Excerpt to read:
######
Section 2. Class D Airspace Standards
17-2-1. CONFIGURATION
a. A Class D airspace area must be of sufficient size
to:
1. Allow for safe and efficient handling of operations.
2. Contain IFR arrival operations while between the
surface and 1,000 feet above the surface and IFR departure
operations while between the surface and the base of
adjacent controlled airspace.
b. Size and shape may vary to provide for 1 and 2 above.
The emphasis is that a Class D area must be sized to contain
the intended operations.
17-2-2. AIRPORT REFERENCE POINT/GEOGRAPHIC POSITION
a. The Class D airspace boundary should normally be
based on the airport reference point (ARP) or the geographic
position (GP) of the primary airport. The ARP/GP is the
center of the airport expressed in coordinates and should be
incorporated into the surface area's legal description.
b. If a Class E surface area is established in
conjunction with a part-time Class D area, the areas should
normally be coincident. Explain any differences in the
rulemaking documents.
NOTE-
Under certain conditions, the ARP/GP can change. If this
occurs, the airspace should be reviewed to ensure the
instrument procedures are still contained within existing
airspace.
17-2-3. SATELLITE AIRPORTS
a. Using shelves and/or cutouts to the extent
practicable, exclude satellite airports from the Class D
airspace area (see FIG 17-2-3).
b. Satellite airports within arrival extensions may be
excluded using the actual dimensions of the TERPs trapezoid.
c. Do not exclude airports inside the TERPs primary
obstruction clearance area of the procedure(s) for which the
surface area is being constructed or when the exclusion
would adversely affect IFR operations.
17-2-4. ADJOINING CLASS D AIRSPACE AREAS
Designate separate Class D airspace area for airports in
proximity to each other. A common boundary line must be used
so that the airspace areas do not overlap. When
operationally advantageous, the common boundary separating
adjacent Class D areas may be eliminated if the areas are
contained in an existing Class B or Class C airspace area
controlled by the same IFR ATC facility.
######
Pointing and labeling records
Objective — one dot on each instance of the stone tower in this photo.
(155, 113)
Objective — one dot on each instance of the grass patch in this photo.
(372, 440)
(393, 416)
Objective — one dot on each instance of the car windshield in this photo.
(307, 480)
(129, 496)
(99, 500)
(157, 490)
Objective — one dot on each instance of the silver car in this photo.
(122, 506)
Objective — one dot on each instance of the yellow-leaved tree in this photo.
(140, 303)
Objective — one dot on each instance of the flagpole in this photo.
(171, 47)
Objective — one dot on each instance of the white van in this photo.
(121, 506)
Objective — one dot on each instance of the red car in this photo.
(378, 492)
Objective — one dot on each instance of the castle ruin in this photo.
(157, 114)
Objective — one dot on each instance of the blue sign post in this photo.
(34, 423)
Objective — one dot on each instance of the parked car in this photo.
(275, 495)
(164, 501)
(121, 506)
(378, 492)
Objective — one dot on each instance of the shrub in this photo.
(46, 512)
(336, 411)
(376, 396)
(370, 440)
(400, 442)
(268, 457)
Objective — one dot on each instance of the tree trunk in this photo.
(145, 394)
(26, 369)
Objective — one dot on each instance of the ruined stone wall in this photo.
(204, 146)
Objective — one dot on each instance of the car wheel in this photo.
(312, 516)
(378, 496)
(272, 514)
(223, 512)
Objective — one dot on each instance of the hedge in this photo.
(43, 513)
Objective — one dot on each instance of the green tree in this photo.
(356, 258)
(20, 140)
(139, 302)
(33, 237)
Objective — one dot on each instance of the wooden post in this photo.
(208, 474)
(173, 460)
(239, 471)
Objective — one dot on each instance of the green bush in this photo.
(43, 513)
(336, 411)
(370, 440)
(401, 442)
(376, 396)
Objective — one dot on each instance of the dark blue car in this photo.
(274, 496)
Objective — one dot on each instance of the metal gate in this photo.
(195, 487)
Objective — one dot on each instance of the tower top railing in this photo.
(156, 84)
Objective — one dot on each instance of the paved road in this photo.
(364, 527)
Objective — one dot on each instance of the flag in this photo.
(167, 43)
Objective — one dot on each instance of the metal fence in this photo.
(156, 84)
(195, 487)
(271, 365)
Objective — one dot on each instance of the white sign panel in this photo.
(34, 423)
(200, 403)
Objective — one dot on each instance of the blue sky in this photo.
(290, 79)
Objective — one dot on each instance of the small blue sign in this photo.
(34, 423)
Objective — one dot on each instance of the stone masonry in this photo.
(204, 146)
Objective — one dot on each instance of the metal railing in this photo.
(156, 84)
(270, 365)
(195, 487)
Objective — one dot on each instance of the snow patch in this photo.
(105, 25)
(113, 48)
######
Stated task A:
Answer the following about the Class D airspace standards:
(i) According to the standards, what is the ARP/GP?
(ii) Between which heights must a Class D area contain IFR arrival operations?
(iii) What must be used so that adjoining Class D airspace areas do not overlap?
Stated task B: State how many lines of the records contain the string "tree", treating case as significant. Give the number only.

Task solution A:
(i) The center of the airport expressed in coordinates.
(ii) Between the surface and 1,000 feet above the surface.
(iii) A common boundary line.

Task solution B: 3